▶ Task prompt: Write out the entries again. Match each one exactly.

BEGIN Input records

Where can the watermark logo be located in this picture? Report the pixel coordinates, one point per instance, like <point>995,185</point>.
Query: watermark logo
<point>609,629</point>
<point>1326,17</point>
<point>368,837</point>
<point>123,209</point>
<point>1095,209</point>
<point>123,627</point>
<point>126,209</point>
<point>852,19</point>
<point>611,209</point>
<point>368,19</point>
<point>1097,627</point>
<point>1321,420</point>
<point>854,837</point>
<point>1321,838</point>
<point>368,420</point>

END Input records

▶ Response for this exercise:
Where can the watermark logo be located in this picture? Report the pixel coordinates, one point per instance, like <point>995,185</point>.
Query: watermark logo
<point>609,629</point>
<point>1326,17</point>
<point>368,837</point>
<point>123,209</point>
<point>1095,209</point>
<point>123,627</point>
<point>126,209</point>
<point>852,19</point>
<point>611,209</point>
<point>368,19</point>
<point>1097,627</point>
<point>1321,420</point>
<point>854,837</point>
<point>1321,838</point>
<point>368,420</point>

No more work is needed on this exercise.